What is required -
Each entry below should be retyped exactly, with nothing omitted.

◆ ◆ ◆ ◆

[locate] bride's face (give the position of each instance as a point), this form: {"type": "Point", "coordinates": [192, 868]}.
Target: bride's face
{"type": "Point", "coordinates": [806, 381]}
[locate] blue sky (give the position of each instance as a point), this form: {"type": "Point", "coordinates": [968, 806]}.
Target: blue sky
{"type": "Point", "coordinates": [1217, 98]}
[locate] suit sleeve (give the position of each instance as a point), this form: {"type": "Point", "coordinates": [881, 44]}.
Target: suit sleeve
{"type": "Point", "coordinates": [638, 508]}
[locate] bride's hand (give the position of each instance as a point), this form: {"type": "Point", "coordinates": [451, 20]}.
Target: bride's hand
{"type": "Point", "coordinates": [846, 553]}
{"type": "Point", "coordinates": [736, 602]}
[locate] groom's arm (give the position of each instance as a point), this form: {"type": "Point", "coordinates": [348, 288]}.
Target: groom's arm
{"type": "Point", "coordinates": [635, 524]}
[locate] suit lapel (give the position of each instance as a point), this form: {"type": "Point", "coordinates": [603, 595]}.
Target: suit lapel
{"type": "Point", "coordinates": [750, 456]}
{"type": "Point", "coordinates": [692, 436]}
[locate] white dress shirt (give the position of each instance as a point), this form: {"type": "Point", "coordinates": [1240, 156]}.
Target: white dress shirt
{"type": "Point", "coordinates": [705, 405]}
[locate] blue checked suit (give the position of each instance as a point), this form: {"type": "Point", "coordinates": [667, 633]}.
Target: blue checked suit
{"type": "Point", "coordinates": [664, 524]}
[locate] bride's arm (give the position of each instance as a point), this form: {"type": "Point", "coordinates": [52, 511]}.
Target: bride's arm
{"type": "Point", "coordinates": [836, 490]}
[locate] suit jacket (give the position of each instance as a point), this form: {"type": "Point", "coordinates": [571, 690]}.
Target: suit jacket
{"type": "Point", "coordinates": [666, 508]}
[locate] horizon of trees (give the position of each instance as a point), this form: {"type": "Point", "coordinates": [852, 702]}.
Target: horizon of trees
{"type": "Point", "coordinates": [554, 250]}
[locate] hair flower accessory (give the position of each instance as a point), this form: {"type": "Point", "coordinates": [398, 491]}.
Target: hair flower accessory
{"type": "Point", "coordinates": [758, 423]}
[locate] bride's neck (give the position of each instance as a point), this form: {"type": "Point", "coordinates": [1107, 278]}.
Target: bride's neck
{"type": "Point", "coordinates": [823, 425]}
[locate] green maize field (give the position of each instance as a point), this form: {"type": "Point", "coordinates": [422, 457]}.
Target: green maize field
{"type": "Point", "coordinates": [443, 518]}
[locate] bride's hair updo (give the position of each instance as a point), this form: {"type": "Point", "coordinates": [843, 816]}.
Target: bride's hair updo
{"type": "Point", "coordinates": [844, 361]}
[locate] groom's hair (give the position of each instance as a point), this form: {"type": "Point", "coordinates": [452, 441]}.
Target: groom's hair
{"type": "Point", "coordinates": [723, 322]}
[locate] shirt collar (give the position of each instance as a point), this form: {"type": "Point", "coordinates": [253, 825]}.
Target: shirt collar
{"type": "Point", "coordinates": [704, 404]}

◆ ◆ ◆ ◆

Answer below -
[locate] bride's face (give the position of each instance as a point), this form: {"type": "Point", "coordinates": [192, 868]}.
Target: bride's face
{"type": "Point", "coordinates": [806, 381]}
[locate] blue sky (give the position of each instance as a point), this form: {"type": "Point", "coordinates": [968, 806]}.
Target: blue sky
{"type": "Point", "coordinates": [1217, 98]}
[locate] suit sleeve (give the position of each instance as a point), this form: {"type": "Point", "coordinates": [881, 44]}.
Target: suit sleeve
{"type": "Point", "coordinates": [638, 508]}
[locate] bride's hand (give the position of each instance as a point), this form: {"type": "Point", "coordinates": [451, 20]}.
Target: bride's hand
{"type": "Point", "coordinates": [846, 553]}
{"type": "Point", "coordinates": [736, 602]}
[locate] groom's arm (give the position of each instance as a point), this form: {"type": "Point", "coordinates": [348, 288]}.
Target: groom's arm
{"type": "Point", "coordinates": [635, 524]}
[locate] suit lapel (give the position of each instance as a point), this form: {"type": "Point", "coordinates": [603, 595]}.
Target: suit lapel
{"type": "Point", "coordinates": [750, 456]}
{"type": "Point", "coordinates": [692, 436]}
[locate] white dress shirt (give the position of each instance as a point), this form: {"type": "Point", "coordinates": [1240, 156]}.
Target: white dress shirt
{"type": "Point", "coordinates": [705, 405]}
[locate] blue checked suit (give the position of each instance as a point), this form: {"type": "Point", "coordinates": [667, 633]}.
Target: blue checked suit
{"type": "Point", "coordinates": [664, 524]}
[locate] bride's arm (give the position of each instance as a point), this form: {"type": "Point", "coordinates": [52, 511]}.
Target: bride's arm
{"type": "Point", "coordinates": [836, 490]}
[locate] suit jacket (give the position of each instance as a point), this form: {"type": "Point", "coordinates": [571, 690]}.
Target: suit jacket
{"type": "Point", "coordinates": [666, 508]}
[locate] horizon of trees (give the position of each instance as a point), this form: {"type": "Point", "coordinates": [852, 702]}.
Target: horizon of trees
{"type": "Point", "coordinates": [554, 250]}
[locate] hair flower accessory (give the position of each instance as a point), this form: {"type": "Point", "coordinates": [398, 491]}.
Target: hair flower accessory
{"type": "Point", "coordinates": [758, 423]}
[locate] bride's neck (give the position of each instance as a point), this form: {"type": "Point", "coordinates": [1107, 278]}.
Target: bride's neck
{"type": "Point", "coordinates": [823, 425]}
[locate] green maize field (give the position of each instance as a point), this form: {"type": "Point", "coordinates": [422, 457]}.
Target: green maize field
{"type": "Point", "coordinates": [443, 518]}
[locate] bride's hair updo (give the position of each instance as a point), this form: {"type": "Point", "coordinates": [843, 816]}.
Target: bride's hair updo
{"type": "Point", "coordinates": [844, 361]}
[locate] groom's hair (give the position of each instance as a point), this form: {"type": "Point", "coordinates": [452, 441]}.
Target: groom's hair
{"type": "Point", "coordinates": [723, 322]}
[locate] shirt collar (give the position of each instance as a point), this form: {"type": "Point", "coordinates": [253, 825]}.
Target: shirt collar
{"type": "Point", "coordinates": [704, 404]}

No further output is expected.